Top of PASSAGE SHOWN
Replace any NA with 0.

# Convert all columns (except "CpG") to numeric and replace NAs with 0
merged_data <- merged_data %>%
  mutate(across(-CpG, as.numeric)) %>%  # Convert all except CpG to numeric
  mutate(across(-CpG, ~ replace_na(.x, 0)))  # Replace NA with 0 in numeric columns

Filter data sets

Only keep CpGs that have a non-zero value in all samples.

filtered_wgbs <- merged_data %>% filter(if_all(-CpG, ~ .x > 0))

# Ensure it's formatted as a data frame
filtered_wgbs <- as.data.frame(filtered_wgbs)
# Only keep the sample information in the column name. 
colnames(filtered_wgbs) <- gsub("^(.*?)_.*$", "\\1", colnames(filtered_wgbs))
Bottom of PASSAGE SHOWN
Top of STUDY MATERIAL
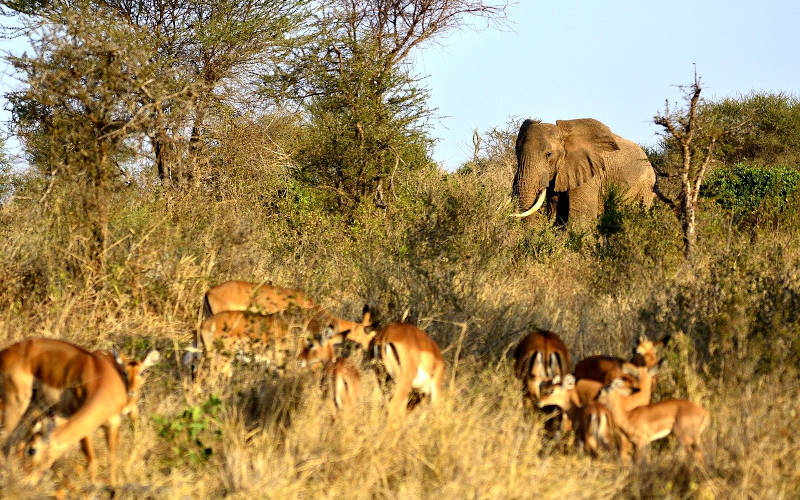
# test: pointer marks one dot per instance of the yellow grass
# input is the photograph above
(446, 254)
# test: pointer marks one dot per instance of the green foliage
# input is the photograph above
(193, 433)
(611, 219)
(741, 316)
(751, 193)
(368, 114)
(769, 134)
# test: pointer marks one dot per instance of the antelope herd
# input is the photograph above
(55, 394)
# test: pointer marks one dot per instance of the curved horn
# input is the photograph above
(536, 206)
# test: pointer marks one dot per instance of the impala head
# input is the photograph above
(536, 375)
(362, 333)
(133, 375)
(617, 386)
(646, 351)
(557, 392)
(631, 370)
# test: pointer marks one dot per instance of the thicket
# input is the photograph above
(249, 200)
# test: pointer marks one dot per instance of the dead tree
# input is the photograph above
(681, 127)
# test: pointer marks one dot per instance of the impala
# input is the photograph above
(645, 424)
(606, 368)
(271, 338)
(591, 421)
(262, 298)
(340, 377)
(84, 390)
(412, 360)
(540, 356)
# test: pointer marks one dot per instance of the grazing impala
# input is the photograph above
(84, 390)
(592, 422)
(340, 377)
(262, 298)
(272, 338)
(606, 368)
(644, 424)
(412, 360)
(540, 356)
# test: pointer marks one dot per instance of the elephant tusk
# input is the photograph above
(536, 206)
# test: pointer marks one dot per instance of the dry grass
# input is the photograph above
(445, 253)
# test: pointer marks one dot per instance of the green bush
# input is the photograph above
(189, 434)
(752, 194)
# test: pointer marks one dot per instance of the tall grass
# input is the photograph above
(443, 254)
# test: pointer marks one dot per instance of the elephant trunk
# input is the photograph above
(536, 206)
(529, 193)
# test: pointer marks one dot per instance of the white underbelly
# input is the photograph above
(422, 381)
(660, 434)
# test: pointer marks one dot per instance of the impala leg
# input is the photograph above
(112, 437)
(18, 391)
(91, 464)
(399, 400)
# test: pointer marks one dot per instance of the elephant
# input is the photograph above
(572, 163)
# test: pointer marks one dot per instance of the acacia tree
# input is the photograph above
(89, 89)
(218, 48)
(695, 140)
(367, 111)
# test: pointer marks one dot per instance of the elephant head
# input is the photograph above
(561, 157)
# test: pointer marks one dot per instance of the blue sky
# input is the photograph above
(614, 61)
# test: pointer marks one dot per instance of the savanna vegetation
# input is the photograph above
(174, 146)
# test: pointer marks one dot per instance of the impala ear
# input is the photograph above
(117, 357)
(366, 315)
(585, 141)
(617, 384)
(328, 333)
(630, 369)
(151, 359)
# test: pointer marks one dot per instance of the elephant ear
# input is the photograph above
(584, 142)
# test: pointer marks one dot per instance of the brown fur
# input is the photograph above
(272, 338)
(540, 356)
(85, 390)
(604, 369)
(412, 359)
(644, 424)
(340, 377)
(263, 298)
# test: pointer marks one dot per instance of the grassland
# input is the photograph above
(445, 254)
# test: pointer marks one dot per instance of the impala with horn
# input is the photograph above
(83, 390)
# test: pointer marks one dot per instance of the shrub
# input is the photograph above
(752, 194)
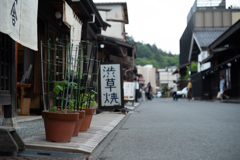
Bottom of STUDY MATERIAL
◆ EXERCISE INSTRUCTIONS ◆
1. Answer each question from the R code excerpt, one answer per line.
(a) What value replaces NA?
(b) Which column is left out of the numeric conversion?
(c) Which CpGs does the filtering step keep?
2. Render this sentence from the R code excerpt in Spanish: "Only keep CpGs that have a non-zero value in all samples."
3. Reproduce the stretch of the R code excerpt from "# Convert all columns" through "in all samples.".

◆ YOUR RESPONSES ◆
1.
(a) 0
(b) CpG
(c) CpGs that have a non-zero value in all samples

2. Conservar solo los CpG que tengan un valor distinto de cero en todas las muestras.

3.
# Convert all columns (except "CpG") to numeric and replace NAs with 0
merged_data <- merged_data %>%
  mutate(across(-CpG, as.numeric)) %>%  # Convert all except CpG to numeric
  mutate(across(-CpG, ~ replace_na(.x, 0)))  # Replace NA with 0 in numeric columns

Filter data sets

Only keep CpGs that have a non-zero value in all samples.